Point annotation records
--------------------------------------------------

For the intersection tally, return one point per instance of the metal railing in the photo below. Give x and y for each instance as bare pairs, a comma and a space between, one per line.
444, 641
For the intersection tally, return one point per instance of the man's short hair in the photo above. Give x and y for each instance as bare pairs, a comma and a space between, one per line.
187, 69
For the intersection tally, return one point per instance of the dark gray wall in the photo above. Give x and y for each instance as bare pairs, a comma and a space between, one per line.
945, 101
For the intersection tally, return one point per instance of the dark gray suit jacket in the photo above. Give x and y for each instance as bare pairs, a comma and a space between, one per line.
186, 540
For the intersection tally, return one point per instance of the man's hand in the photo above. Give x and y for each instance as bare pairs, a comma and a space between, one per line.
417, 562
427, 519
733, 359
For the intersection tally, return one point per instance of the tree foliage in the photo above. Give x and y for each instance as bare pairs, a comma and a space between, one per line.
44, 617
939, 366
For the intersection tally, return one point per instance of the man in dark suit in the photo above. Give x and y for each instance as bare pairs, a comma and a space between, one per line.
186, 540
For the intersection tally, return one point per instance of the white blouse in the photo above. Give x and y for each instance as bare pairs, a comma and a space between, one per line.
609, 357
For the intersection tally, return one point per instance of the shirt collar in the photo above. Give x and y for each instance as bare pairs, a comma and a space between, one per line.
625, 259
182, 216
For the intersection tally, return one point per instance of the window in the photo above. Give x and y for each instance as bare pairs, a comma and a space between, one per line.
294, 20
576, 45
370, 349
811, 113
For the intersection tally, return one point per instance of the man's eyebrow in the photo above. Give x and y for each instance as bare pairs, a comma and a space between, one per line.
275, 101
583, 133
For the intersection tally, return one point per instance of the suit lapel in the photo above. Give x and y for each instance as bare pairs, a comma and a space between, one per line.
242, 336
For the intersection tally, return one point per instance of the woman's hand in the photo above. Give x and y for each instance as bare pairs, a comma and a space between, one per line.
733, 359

--------------------------------------------------

**What to work on**. Please reproduce the entire listing, exactly as shown.

**Complete output**.
For the intersection tally, return one point per instance of the metal railing in the photo below. Give x and y for each instance as bare pairs, a comma and a space between, one per line.
444, 641
For the intersection tally, return one point per instance of the man's short hair in the photo above. Give x and y for each instance as bare pairs, a comma and a space between, one per line.
187, 69
For the intersection tally, return one point per instance of the dark gray wall in the photo above. Give x and y for each instance as bare pairs, a comma and a space between, one per line.
945, 101
For the intersection tally, return one point per instance of the dark gray suit jacket in the photo above. Give x and y for each instance as bare pairs, a comma and a space between, one per line.
186, 540
For the intersection tally, return one point per instance of the man's hand in the photo above. Give x and y for each instance as bare pairs, a comma and a space between, one per line.
417, 562
427, 519
733, 359
For the intersection tally, return one point per instance of the tree foliage in the photo above. Give x and y for each instance as bare pairs, a comma and a space between, one per line.
44, 617
939, 366
For the intersection tally, return one point per instance of the man in dark suit in the photo above. Give x and y for each instance as bare pairs, a comma and a space between, one per line.
186, 540
For the intersection tally, return one point per instance of the white blouse in the photo above. Give x and y for each instance as bare pairs, a comma and a space between, one per line.
609, 357
For the intersection tally, return one point per instance of the shirt collar in the photo above. Give x and y for each instance as bare pairs, a comma and a space between, one per line.
625, 259
182, 216
For the intersection tally, return one point per instance of the window in the photo above. Give x and y for each instance as bare pairs, a comma and a space between, one per line.
294, 20
576, 45
370, 349
811, 113
For the intersection tally, return one point per instance of the man's eyebrow in the photo above. Give x and y for each instance as bare pairs, a comma and a space between, one per line.
275, 101
583, 133
For the intersection tally, return one point per instance of the suit lapel in the photo above. Give x and y for each instance as bare pairs, a comma and a space between, one per line.
242, 336
For the intersection tally, return one point per instance of the woman's hand in the photo above. Give x and y for each instance as bare pairs, a comma and a space between, one per line.
733, 359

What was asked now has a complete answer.